**Problem**
Working from the entries below, give again each line from the first through the one containing "box: [403, 0, 768, 457]", exactly and with nothing else.

(Supplied information begins)

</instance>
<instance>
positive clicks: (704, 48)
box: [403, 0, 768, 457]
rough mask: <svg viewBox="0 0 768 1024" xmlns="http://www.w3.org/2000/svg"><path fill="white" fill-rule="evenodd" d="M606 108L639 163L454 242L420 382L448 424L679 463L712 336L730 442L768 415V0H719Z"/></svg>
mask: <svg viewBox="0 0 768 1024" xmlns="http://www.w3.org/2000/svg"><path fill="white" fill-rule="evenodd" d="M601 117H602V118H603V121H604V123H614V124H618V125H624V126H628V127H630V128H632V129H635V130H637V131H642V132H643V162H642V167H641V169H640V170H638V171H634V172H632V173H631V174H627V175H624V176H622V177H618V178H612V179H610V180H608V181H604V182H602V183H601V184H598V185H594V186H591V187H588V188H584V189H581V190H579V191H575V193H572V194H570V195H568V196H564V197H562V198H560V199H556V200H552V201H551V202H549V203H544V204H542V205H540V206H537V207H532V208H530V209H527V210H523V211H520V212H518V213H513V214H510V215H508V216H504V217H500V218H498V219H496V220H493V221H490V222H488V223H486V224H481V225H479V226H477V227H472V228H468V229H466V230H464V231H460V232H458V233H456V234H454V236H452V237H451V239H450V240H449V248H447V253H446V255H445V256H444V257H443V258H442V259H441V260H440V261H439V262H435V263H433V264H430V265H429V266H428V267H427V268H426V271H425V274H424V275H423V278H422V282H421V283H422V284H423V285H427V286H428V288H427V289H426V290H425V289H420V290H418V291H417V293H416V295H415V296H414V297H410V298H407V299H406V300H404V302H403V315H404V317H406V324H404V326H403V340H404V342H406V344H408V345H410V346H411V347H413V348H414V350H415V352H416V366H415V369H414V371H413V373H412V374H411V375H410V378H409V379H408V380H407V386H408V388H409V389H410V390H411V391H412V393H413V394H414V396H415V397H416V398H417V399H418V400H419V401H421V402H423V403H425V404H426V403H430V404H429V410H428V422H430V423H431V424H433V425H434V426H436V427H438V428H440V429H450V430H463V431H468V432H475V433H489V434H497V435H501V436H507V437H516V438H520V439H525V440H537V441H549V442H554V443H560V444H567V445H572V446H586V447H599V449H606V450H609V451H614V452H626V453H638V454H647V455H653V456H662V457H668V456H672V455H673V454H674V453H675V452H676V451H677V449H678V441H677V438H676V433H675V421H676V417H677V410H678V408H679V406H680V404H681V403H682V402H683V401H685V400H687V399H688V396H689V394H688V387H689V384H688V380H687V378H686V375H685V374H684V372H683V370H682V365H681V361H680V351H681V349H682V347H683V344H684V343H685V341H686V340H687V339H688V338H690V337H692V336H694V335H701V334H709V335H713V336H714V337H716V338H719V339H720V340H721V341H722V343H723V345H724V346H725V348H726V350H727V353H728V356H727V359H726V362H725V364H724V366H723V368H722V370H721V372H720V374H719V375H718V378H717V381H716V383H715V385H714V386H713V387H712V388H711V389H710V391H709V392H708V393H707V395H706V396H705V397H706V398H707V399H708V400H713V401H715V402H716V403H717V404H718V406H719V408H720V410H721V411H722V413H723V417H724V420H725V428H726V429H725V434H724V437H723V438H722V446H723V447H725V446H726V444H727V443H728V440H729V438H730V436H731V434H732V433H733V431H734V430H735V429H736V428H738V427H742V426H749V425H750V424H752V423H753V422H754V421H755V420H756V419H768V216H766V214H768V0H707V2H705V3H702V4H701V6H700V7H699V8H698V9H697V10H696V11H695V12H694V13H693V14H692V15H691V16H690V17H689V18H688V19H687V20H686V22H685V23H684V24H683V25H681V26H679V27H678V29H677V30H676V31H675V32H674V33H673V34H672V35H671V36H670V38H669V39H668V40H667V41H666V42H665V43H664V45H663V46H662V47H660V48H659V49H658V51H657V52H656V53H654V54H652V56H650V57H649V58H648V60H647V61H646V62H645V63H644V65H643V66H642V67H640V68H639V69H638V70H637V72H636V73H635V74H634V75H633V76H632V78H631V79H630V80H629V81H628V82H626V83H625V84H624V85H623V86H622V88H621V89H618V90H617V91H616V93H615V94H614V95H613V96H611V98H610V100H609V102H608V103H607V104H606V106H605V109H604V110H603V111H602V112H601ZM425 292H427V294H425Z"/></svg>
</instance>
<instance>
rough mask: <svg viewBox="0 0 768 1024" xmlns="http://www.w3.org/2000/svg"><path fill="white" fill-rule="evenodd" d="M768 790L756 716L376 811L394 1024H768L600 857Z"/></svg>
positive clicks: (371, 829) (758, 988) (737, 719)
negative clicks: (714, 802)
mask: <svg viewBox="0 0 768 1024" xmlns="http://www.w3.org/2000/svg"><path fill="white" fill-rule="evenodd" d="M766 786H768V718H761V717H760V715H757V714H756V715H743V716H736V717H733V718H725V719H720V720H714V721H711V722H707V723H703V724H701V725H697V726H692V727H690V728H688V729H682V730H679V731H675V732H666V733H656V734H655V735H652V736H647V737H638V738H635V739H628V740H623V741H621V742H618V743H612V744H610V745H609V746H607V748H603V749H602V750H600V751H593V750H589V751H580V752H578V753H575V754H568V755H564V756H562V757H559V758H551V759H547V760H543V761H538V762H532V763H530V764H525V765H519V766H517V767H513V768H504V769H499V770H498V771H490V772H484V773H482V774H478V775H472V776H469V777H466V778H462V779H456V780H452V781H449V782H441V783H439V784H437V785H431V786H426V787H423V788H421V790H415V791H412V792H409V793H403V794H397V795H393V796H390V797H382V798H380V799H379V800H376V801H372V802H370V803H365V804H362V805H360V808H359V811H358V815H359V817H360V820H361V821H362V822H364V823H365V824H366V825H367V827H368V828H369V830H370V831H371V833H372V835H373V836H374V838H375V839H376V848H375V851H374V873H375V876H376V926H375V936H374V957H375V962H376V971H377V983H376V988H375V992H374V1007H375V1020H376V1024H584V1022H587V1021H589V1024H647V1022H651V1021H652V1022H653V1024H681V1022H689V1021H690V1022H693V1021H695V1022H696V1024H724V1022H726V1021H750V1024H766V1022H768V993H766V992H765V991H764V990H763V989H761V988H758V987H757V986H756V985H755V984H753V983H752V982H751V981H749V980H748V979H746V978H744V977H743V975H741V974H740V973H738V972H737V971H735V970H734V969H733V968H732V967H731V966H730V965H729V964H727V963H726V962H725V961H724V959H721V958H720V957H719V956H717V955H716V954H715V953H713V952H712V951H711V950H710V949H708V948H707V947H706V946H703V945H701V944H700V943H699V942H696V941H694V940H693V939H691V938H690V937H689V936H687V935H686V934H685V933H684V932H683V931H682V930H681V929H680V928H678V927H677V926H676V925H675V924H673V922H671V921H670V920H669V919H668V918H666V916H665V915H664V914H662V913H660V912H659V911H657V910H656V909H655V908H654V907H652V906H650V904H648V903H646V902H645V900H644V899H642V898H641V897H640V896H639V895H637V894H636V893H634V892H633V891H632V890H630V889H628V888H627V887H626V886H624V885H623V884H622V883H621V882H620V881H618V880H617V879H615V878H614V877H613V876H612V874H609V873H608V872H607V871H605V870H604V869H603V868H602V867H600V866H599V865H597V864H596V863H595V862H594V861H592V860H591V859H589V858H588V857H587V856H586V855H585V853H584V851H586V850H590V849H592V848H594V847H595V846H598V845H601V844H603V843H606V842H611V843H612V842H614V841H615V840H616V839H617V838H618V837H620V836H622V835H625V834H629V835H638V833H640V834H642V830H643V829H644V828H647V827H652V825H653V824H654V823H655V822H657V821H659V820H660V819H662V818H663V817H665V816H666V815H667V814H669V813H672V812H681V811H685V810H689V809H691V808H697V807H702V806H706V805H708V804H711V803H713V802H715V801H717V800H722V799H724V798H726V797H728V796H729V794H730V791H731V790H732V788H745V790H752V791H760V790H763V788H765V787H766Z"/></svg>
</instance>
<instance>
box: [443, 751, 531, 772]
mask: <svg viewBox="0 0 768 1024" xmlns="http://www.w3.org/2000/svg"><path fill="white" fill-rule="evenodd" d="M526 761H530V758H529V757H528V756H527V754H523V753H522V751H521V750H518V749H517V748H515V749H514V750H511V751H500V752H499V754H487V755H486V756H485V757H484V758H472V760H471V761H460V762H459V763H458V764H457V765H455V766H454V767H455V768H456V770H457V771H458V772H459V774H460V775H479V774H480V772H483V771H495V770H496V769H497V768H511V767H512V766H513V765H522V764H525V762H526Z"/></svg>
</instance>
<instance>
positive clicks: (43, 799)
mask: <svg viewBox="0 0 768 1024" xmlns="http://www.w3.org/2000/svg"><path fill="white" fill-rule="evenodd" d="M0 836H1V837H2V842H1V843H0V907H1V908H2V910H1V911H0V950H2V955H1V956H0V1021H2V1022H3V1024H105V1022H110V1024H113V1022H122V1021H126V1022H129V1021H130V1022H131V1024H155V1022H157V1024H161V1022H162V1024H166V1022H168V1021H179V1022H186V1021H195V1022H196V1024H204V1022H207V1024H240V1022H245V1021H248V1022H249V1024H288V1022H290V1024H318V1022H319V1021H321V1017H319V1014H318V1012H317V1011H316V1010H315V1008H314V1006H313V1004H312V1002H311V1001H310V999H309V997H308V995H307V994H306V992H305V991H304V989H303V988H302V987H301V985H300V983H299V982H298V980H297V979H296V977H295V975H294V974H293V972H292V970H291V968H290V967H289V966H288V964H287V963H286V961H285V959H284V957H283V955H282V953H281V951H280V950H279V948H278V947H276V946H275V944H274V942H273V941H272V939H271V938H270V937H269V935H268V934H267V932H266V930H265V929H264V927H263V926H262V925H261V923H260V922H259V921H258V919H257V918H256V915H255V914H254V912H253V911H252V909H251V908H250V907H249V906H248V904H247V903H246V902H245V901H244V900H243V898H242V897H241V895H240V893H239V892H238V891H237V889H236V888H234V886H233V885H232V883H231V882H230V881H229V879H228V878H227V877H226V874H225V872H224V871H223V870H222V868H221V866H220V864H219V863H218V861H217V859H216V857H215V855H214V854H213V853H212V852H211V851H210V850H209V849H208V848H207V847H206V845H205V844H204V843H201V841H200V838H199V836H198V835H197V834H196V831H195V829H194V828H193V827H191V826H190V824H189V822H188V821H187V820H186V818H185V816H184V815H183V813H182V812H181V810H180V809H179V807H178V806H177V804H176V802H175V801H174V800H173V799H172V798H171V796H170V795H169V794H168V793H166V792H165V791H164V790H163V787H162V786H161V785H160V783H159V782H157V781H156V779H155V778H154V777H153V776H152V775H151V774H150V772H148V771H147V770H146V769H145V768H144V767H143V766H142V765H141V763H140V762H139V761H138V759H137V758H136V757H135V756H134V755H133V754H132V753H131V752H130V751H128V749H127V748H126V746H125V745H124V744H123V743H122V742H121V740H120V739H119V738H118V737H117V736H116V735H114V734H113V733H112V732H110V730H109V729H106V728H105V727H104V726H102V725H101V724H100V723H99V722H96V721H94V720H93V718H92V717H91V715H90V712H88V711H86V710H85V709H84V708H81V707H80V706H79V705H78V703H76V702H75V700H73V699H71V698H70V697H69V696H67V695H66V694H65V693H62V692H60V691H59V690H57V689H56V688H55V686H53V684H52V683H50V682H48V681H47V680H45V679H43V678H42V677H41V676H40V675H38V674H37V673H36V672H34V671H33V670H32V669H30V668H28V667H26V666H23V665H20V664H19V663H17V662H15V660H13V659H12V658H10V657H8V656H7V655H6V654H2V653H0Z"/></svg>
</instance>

(Supplied information ends)

**Solved exercise**
</instance>
<instance>
positive clicks: (704, 48)
box: [403, 0, 768, 457]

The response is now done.